##### STUDY MATERIAL #####

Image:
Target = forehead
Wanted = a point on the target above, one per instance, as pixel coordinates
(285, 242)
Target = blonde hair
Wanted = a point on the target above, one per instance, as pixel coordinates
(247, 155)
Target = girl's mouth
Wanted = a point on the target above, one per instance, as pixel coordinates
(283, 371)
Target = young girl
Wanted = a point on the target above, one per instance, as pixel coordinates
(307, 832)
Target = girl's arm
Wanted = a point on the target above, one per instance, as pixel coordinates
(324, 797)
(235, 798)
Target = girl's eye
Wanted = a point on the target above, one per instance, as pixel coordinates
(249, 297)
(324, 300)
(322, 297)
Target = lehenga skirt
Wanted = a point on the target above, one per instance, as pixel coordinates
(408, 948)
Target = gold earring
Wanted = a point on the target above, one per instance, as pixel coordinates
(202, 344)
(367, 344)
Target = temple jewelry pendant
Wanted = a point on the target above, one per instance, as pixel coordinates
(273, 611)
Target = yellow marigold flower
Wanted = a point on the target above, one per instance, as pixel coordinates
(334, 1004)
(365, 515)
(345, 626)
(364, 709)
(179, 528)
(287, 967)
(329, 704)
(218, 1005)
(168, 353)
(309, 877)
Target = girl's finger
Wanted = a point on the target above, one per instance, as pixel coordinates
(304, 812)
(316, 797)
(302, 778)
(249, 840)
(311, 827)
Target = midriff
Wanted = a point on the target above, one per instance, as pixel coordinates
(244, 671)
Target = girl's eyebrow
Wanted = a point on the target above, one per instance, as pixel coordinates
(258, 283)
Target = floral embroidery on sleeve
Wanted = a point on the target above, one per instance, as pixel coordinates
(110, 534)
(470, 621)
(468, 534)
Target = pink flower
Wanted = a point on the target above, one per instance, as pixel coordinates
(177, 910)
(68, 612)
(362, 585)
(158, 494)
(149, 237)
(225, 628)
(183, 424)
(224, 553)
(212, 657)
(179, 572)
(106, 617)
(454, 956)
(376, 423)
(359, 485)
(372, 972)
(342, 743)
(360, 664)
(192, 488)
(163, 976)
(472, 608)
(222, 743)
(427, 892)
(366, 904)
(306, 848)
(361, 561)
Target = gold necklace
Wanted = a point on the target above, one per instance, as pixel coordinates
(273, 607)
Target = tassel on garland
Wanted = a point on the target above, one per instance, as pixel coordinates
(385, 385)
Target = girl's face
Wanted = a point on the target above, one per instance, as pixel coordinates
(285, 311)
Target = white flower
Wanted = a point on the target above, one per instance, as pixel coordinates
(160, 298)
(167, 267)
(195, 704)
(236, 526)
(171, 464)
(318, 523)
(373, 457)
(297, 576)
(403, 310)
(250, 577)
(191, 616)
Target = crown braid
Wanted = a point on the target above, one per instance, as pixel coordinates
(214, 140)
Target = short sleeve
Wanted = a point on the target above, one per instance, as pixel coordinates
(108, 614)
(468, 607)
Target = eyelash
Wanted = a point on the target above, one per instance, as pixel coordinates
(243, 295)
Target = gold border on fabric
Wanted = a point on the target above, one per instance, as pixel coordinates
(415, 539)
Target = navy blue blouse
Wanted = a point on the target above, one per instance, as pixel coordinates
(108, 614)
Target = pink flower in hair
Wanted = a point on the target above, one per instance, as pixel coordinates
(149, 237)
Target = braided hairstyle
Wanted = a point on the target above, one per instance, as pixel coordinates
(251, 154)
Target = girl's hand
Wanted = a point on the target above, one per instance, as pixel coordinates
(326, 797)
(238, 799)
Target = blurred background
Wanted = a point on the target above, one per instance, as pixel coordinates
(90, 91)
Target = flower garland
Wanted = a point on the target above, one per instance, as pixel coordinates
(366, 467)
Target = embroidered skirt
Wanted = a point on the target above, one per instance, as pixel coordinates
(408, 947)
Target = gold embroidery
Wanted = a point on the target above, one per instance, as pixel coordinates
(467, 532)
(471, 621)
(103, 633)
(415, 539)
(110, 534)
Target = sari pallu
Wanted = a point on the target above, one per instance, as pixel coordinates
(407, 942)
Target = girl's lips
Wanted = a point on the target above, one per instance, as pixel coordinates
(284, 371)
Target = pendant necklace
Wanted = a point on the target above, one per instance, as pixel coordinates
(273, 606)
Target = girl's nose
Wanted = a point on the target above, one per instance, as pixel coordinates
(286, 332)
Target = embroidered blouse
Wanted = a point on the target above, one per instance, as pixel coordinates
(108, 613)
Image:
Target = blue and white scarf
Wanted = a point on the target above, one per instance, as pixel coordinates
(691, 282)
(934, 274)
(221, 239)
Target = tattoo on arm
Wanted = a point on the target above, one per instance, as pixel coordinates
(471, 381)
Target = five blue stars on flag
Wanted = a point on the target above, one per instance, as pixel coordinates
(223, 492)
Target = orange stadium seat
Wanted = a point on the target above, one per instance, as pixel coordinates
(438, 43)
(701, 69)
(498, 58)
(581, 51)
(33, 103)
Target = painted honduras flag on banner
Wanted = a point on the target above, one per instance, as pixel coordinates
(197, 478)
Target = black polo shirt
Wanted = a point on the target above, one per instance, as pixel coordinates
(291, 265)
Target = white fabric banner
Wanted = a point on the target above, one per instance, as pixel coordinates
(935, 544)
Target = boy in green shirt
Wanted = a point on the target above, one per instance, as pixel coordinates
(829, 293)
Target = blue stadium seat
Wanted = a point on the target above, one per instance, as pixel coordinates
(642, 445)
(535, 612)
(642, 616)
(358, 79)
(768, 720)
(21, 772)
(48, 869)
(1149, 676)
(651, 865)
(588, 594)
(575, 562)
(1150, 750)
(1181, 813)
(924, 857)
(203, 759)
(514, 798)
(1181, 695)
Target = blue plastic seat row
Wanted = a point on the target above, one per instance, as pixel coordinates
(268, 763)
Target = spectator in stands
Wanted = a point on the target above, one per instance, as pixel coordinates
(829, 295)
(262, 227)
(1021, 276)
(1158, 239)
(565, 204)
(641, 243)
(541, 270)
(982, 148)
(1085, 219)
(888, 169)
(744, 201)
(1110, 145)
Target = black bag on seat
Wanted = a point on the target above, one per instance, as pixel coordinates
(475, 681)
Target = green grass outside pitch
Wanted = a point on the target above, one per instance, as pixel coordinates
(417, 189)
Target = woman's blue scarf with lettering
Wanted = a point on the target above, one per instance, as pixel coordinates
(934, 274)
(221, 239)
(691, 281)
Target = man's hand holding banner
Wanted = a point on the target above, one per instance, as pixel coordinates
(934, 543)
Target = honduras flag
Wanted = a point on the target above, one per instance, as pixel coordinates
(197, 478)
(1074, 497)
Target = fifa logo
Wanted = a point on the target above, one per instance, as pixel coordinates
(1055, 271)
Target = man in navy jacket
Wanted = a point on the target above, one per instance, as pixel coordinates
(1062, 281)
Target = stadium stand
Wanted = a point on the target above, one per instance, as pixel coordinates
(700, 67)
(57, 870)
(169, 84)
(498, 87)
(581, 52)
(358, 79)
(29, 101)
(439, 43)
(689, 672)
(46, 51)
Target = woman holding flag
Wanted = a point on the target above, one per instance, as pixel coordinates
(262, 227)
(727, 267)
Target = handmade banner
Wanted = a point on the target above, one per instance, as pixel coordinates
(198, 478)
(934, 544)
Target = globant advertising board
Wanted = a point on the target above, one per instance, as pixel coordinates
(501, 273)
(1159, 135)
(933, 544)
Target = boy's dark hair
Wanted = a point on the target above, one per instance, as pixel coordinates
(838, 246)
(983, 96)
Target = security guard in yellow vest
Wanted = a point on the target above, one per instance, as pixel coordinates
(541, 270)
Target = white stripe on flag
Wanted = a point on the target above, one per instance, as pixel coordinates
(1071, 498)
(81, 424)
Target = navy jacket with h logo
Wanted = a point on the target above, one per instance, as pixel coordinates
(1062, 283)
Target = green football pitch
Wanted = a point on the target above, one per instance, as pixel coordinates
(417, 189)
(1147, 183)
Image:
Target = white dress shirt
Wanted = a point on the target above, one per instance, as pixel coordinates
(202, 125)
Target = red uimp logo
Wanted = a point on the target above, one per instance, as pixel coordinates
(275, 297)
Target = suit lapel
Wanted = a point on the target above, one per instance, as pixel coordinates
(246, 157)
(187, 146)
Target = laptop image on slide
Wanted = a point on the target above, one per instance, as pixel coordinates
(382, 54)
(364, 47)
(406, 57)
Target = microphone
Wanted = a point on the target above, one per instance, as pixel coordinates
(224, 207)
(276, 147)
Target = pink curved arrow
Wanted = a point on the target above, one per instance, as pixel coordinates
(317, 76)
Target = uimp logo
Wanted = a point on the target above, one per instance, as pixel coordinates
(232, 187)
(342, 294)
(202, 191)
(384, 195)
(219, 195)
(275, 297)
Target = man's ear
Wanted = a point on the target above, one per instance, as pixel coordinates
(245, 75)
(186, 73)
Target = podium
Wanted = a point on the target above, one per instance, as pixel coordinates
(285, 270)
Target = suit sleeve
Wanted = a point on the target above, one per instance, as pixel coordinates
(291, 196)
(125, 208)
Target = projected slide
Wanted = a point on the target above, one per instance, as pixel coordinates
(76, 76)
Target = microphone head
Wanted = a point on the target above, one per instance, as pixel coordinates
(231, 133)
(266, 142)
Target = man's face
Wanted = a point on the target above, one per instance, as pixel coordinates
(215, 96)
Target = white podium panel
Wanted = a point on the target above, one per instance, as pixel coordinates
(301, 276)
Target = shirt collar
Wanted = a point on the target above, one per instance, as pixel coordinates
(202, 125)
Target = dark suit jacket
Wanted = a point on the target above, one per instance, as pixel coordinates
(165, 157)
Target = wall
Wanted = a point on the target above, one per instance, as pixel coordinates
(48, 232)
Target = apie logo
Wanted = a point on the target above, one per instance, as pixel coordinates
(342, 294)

#####

(REQUIRED WORK) Find the lines above that include the string "pink" and copy them.

(SOLUTION FOR THIS EXERCISE)
Target = pink flower
Target = pink flower in hair
Target = pink curved arrow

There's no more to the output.